▸ **WORK TO BE COMPLETED**:
Repeat every one of the following rows word for word, with nothing changed.

▸ **RECORDS**:
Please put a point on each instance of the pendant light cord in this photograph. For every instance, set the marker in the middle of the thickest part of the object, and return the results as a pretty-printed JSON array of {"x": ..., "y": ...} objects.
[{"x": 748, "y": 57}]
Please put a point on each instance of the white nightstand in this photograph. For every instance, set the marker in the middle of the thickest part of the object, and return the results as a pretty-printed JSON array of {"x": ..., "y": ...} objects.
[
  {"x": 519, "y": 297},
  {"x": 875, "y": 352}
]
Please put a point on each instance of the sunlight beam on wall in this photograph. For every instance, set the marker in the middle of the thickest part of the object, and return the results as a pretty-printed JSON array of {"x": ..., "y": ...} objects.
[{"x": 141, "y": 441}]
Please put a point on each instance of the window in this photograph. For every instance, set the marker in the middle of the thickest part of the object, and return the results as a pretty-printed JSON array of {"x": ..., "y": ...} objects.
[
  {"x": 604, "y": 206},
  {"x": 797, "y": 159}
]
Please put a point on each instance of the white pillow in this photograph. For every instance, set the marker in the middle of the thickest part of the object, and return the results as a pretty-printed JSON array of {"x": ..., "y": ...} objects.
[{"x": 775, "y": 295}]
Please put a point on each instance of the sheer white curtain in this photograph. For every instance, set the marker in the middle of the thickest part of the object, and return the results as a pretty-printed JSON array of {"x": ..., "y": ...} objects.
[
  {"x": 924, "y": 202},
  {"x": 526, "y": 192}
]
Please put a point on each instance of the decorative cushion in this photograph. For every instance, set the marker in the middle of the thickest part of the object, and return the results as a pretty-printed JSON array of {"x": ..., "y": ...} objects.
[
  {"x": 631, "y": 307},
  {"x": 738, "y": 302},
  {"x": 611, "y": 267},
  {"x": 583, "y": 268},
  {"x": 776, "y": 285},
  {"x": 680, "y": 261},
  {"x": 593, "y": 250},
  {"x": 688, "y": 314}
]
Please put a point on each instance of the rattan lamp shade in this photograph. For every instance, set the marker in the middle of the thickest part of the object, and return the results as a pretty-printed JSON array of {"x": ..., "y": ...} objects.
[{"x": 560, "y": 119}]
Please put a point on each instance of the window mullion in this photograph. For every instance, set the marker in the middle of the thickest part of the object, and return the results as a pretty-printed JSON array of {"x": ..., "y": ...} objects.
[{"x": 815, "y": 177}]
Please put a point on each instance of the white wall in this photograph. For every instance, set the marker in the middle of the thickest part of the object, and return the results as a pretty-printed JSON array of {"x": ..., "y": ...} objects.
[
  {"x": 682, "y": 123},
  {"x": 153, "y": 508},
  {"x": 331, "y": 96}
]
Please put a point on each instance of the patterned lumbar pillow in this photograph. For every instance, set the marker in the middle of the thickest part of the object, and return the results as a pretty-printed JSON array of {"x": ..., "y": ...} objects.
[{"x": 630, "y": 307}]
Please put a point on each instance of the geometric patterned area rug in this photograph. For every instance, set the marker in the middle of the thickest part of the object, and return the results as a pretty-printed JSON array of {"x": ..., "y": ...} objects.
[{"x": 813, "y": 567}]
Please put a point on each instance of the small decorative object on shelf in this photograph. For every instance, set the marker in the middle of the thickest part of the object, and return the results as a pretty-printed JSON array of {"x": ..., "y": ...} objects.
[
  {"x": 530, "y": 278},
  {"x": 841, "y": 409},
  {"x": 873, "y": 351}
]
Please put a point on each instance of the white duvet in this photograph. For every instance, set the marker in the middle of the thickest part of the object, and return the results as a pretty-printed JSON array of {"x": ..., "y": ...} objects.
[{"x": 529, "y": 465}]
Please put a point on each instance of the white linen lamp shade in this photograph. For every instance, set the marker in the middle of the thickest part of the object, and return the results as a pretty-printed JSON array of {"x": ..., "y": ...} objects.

▸ **COMPLETED TASK**:
Please put a point on each instance of the pendant light cord in this photograph. For every instance, set the marker in the middle of the thickest part of the object, and return the results as a pretty-printed JSON array of {"x": ..., "y": ...} objects.
[{"x": 748, "y": 57}]
Please put a point on each instance of the white nightstand in this photograph. For every instance, set the marker in the middle of the thickest part of the object, and return the results as a pretty-printed JSON array of {"x": ..., "y": ...} objects.
[
  {"x": 519, "y": 297},
  {"x": 875, "y": 352}
]
Please put a point on each instance of the sunlight beam on wall in this photograph. For every instance, set the marker in the middle of the thickest part of the object, and return the results as a pretty-printed JSON array of {"x": ..., "y": ...} objects.
[{"x": 141, "y": 441}]
Please put a point on each instance of the window in this photograph. For every instance, set the marker in the middle of the thickest part of the object, and return the results as a pretty-printed JSON array of {"x": ..., "y": ...} objects.
[
  {"x": 604, "y": 206},
  {"x": 797, "y": 159}
]
Please put a point on each instance of the white pillow in this photograph. For every instance, set the marker in the middle of the thickest part of the object, and return the results as a pretty-printed JSON array of {"x": ..., "y": ...} objects.
[{"x": 775, "y": 295}]
Please put a point on each instance of the sheer white curtain in this photograph. For every instance, set the marker in the middle of the thickest part of the object, and return the results as a pretty-printed JSON array of {"x": ..., "y": ...} objects.
[
  {"x": 924, "y": 202},
  {"x": 526, "y": 192}
]
Please put a point on each instance of the decorative cushion in this photograph. For every instance, set the marker in the middle of the thickest part of the object, and return the results as a pretty-printed JSON array of {"x": ..., "y": ...} objects.
[
  {"x": 631, "y": 307},
  {"x": 738, "y": 302},
  {"x": 611, "y": 267},
  {"x": 583, "y": 268},
  {"x": 776, "y": 285},
  {"x": 680, "y": 261},
  {"x": 593, "y": 250},
  {"x": 688, "y": 314}
]
Please put a point on each instance of the rattan lamp shade in this photograph. For every instance, set the marker in the middle of the thickest part of the object, and return the results as a pretty-printed JSON array of {"x": ..., "y": ...} objects.
[{"x": 560, "y": 119}]
Please put a point on each instance of the window mullion in this photograph. For every instance, set the marker in the middle of the thickest part of the object, and return the results as a pretty-printed JSON array of {"x": ..., "y": ...} objects.
[{"x": 815, "y": 177}]
Please put a point on each instance of the white wall in this photograph. For every instance, set the marker in the middle of the thickest part of the object, and return the results as a pretty-printed JSON array of {"x": ..., "y": ...} objects.
[
  {"x": 682, "y": 123},
  {"x": 153, "y": 508},
  {"x": 331, "y": 96}
]
Please put a point on each instance of the patterned lumbar pillow in this photograph. For every instance, set the marker in the middle of the thickest part of the object, and return the results as a pretty-printed JSON array of {"x": ..., "y": ...} objects.
[{"x": 630, "y": 307}]
Please put a point on each instance of the geometric patterned area rug in this photograph. For every instance, set the marker in the middle of the thickest part of the object, and return the results as a pretty-printed JSON array of {"x": ..., "y": ...} objects.
[{"x": 813, "y": 567}]
Please put a point on each instance of the small decorative object on shelf in this photograph. For every instance, set the marker in the middle of the thickest part of the object, and return the results as a pretty-printed JSON array of {"x": ..., "y": ...} objects.
[
  {"x": 530, "y": 278},
  {"x": 841, "y": 409},
  {"x": 873, "y": 351}
]
Please put a point on each instance of the white duvet in this photograph. For every instance, set the marker in the middle of the thickest part of the object, and return the results as a pretty-printed JSON array of {"x": ..., "y": ...} objects.
[{"x": 529, "y": 465}]
Please put a point on each instance of the white linen lamp shade in this photograph. For every instance, set the marker in the middle of the thickest part of the object, and return the results as a pretty-printed JSON array of {"x": ..., "y": ...} objects.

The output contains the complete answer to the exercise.